### [SUPPLIED RECORDS]
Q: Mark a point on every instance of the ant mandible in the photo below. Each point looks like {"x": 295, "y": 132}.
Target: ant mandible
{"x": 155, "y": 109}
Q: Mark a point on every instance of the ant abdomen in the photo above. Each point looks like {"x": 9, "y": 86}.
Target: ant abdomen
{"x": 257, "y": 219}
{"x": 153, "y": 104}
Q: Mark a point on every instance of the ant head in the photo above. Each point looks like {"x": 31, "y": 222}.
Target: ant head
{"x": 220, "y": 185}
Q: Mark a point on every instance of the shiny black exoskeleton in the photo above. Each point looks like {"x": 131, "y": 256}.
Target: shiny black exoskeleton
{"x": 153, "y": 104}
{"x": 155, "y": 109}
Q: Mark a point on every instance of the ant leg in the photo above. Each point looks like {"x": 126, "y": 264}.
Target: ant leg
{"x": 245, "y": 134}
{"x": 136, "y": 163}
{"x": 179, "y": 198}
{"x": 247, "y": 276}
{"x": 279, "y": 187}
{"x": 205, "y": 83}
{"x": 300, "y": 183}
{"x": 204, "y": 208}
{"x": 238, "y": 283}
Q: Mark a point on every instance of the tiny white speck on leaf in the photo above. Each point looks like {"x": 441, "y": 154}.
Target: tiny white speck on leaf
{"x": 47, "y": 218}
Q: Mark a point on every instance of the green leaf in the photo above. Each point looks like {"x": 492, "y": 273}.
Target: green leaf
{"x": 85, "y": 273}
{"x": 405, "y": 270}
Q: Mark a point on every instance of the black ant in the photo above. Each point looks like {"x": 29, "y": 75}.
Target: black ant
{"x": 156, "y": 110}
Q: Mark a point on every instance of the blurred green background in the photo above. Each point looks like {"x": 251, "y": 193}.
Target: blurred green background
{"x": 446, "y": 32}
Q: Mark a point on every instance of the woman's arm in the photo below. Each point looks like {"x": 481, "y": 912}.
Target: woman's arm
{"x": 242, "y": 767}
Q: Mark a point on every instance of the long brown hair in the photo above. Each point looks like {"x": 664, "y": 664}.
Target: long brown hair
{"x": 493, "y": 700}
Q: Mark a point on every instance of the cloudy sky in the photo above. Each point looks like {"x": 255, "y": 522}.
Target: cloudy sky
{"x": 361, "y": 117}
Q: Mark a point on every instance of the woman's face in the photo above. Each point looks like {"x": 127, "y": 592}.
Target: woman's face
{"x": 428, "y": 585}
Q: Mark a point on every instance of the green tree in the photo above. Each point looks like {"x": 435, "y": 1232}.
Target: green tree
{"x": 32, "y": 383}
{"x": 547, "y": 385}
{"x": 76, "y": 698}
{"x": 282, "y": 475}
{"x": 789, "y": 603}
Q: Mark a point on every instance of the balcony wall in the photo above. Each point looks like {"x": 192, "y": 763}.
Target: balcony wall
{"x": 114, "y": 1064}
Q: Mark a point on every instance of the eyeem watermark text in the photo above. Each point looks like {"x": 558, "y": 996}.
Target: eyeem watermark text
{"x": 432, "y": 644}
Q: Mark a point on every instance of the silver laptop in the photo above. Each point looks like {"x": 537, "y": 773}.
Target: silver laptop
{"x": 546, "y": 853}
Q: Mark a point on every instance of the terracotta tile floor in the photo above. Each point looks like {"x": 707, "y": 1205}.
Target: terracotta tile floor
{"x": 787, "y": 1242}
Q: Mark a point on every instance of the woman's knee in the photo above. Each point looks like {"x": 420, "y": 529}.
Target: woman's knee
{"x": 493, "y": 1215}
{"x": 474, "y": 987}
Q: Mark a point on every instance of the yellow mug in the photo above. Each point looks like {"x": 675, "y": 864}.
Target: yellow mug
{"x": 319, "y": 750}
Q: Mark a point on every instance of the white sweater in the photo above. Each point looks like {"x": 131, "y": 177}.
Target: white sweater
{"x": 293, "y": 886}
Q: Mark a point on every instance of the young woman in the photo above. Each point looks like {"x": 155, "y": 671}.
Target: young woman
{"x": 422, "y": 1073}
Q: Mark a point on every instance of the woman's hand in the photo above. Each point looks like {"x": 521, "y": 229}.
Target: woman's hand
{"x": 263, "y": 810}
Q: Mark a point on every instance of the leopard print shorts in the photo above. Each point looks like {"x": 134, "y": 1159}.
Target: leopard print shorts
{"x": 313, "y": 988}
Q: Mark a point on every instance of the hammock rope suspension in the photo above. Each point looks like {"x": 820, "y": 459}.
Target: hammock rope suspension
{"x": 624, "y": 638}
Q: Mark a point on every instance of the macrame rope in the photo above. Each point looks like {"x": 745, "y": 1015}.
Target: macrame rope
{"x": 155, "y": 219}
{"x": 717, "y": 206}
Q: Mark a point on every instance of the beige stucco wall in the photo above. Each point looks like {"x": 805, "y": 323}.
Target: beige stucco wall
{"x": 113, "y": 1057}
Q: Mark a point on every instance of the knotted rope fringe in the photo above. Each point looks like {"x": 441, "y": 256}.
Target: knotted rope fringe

### [TASK TO COMPLETE]
Could you give back all of the data above, line for line, with nothing altered?

### [RESPONSE TO THIS TASK]
Q: Mark a point on every instance of the ant mandible in the photo below. Each point looks like {"x": 295, "y": 132}.
Target: ant mandible
{"x": 155, "y": 109}
Q: Mark a point on every instance of the ant abdomen in the photo above. Each point looks like {"x": 9, "y": 86}.
Target: ant abdomen
{"x": 257, "y": 219}
{"x": 153, "y": 104}
Q: Mark a point on every instance of the ant head in the photo above. Each point looks like {"x": 31, "y": 222}.
Target: ant head
{"x": 220, "y": 185}
Q: Mark a point on every instance of the shiny black exoskeleton in the photo above. Each point looks like {"x": 131, "y": 256}.
Target: shiny black exoskeleton
{"x": 153, "y": 104}
{"x": 155, "y": 109}
Q: Mark a point on every instance of the ant leg in the photo above. Each point looks like {"x": 126, "y": 264}.
Target: ant leg
{"x": 245, "y": 134}
{"x": 136, "y": 163}
{"x": 179, "y": 198}
{"x": 247, "y": 276}
{"x": 279, "y": 187}
{"x": 205, "y": 83}
{"x": 300, "y": 183}
{"x": 204, "y": 208}
{"x": 238, "y": 283}
Q: Mark a point on every instance of the tiny white speck on leaf in the photo above. Each point looks like {"x": 441, "y": 154}.
Target: tiny white speck on leaf
{"x": 47, "y": 218}
Q: Mark a point on every instance of the green leaf in the photo above. Each point looks like {"x": 492, "y": 273}.
Target: green leaf
{"x": 85, "y": 273}
{"x": 405, "y": 270}
Q: Mark a point on every instance of the black ant in the photo above. Each point looks like {"x": 29, "y": 75}.
Target: black ant
{"x": 156, "y": 110}
Q: Mark a point on every instance of the blurred green background in the photo above. Each point looks like {"x": 251, "y": 193}.
Target: blurred green background
{"x": 446, "y": 32}
Q: Mark a point on every instance of the woman's arm in the photo below. Each point looks like {"x": 481, "y": 912}.
Target: woman's arm
{"x": 242, "y": 767}
Q: Mark a point on every instance of the long brown hair in the photo above. Each point looks like {"x": 664, "y": 664}.
Target: long brown hair
{"x": 493, "y": 700}
Q: Mark a point on every instance of the cloudy sky in the photo above. Each point looks like {"x": 255, "y": 522}.
Target: cloudy sky
{"x": 361, "y": 117}
Q: Mark a point on every instance of the woman's face in the photo above. Each point looks like {"x": 127, "y": 592}.
Target: woman's face
{"x": 428, "y": 585}
Q: Mark a point on every instance of the green tree in the photo above. Each point looks like {"x": 435, "y": 1232}.
Target: green tree
{"x": 32, "y": 383}
{"x": 547, "y": 385}
{"x": 76, "y": 698}
{"x": 282, "y": 475}
{"x": 789, "y": 603}
Q: Mark a point on every instance of the balcony wall in the photo above. Each point looks like {"x": 192, "y": 763}.
Target: balcony wall
{"x": 114, "y": 1064}
Q: Mark a point on every instance of the eyeem watermark text in the photo above. Each point looks like {"x": 558, "y": 996}.
Target: eyeem watermark text
{"x": 432, "y": 644}
Q: Mark a point on every instance of the silver laptop in the photo above. Each point looks like {"x": 537, "y": 773}.
Target: silver laptop
{"x": 546, "y": 853}
Q: Mark a point on every instance of the terracotta tile floor in the photo above. Each point looks like {"x": 707, "y": 1205}.
Target: terracotta tile floor
{"x": 787, "y": 1242}
Q: Mark a point on every instance of the woman's knee in the photo above. Each point looks like {"x": 420, "y": 529}.
Target: woman's knee
{"x": 493, "y": 1215}
{"x": 474, "y": 987}
Q: Mark a point on every instance of the yellow mug in the photo above. Each point looks like {"x": 675, "y": 864}.
Target: yellow mug
{"x": 319, "y": 750}
Q: Mark a point on every instance of the white sweater in the photo above. Each point looks like {"x": 131, "y": 177}.
Target: white sweater
{"x": 293, "y": 886}
Q: Mark a point on every instance of the young woman in the photo above. Each point looks like {"x": 155, "y": 671}.
Target: young woman
{"x": 422, "y": 1073}
Q: Mark a point on every instance of the woman's hand in the photo above. Each point looks like {"x": 521, "y": 229}.
Target: woman's hand
{"x": 263, "y": 810}
Q: Mark a point on every instance of the leopard print shorts in the photo above. Each point looks like {"x": 134, "y": 1159}.
Target: leopard print shorts
{"x": 313, "y": 988}
Q: Mark a point on every instance of the hammock rope suspension in the photo above. Each point looks like {"x": 820, "y": 459}.
Target: hammock rope suspension
{"x": 624, "y": 638}
Q: Mark a point on every instance of the macrame rope in the photo above. Each point looks like {"x": 745, "y": 1015}.
Target: macrame rope
{"x": 155, "y": 219}
{"x": 717, "y": 206}
Q: Mark a point on every instance of the beige stucco wall in the photo above. Each point looks like {"x": 805, "y": 323}.
Target: beige stucco wall
{"x": 113, "y": 1057}
Q: Mark a point on every instance of the knotted rope fringe in the photo above. Each point looks like {"x": 441, "y": 256}.
Target: knotted rope fringe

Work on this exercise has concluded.